Update the items below by replacing "photograph" with "image" throughout, keeping all other text unchanged. Omit the pictures from your answer.

Excerpts of location labeling data ::
_ _ _ _

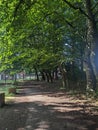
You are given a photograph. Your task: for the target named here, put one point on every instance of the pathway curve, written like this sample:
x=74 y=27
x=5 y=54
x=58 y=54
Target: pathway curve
x=35 y=108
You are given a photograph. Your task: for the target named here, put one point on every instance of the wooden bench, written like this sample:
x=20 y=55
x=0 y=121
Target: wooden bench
x=12 y=90
x=2 y=99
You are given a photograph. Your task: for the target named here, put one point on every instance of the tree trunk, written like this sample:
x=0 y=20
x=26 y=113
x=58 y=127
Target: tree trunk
x=91 y=49
x=36 y=73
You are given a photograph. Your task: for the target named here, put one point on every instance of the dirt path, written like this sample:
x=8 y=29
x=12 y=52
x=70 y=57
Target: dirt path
x=40 y=109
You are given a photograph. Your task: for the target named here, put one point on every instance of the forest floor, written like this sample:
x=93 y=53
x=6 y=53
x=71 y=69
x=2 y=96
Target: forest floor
x=38 y=106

_ _ _ _

Correct response ::
You are given a image. Your task: for the target named here, put one point on every instance of the pathway curve, written like this sample:
x=74 y=27
x=5 y=54
x=58 y=54
Target: pathway curve
x=35 y=108
You are given a image. Your task: for the target named here, put one point on every instance of the wooden bench, written like this sample:
x=20 y=55
x=0 y=121
Target: wooden bench
x=12 y=90
x=2 y=99
You are given a image. Your task: for the target named here, put one point on every instance of the tree trunk, written like this sample:
x=0 y=20
x=26 y=113
x=58 y=127
Target: tree trunk
x=91 y=49
x=36 y=73
You are given a image. Your task: for the target named here, put one point on every instance of the dirt path, written like this sample:
x=8 y=29
x=12 y=52
x=70 y=57
Target: dirt path
x=40 y=109
You are given a image. Your task: for the target named here, put one point on every instance of the forest floor, written like this sample:
x=93 y=53
x=6 y=53
x=71 y=69
x=2 y=96
Target: forest floor
x=38 y=106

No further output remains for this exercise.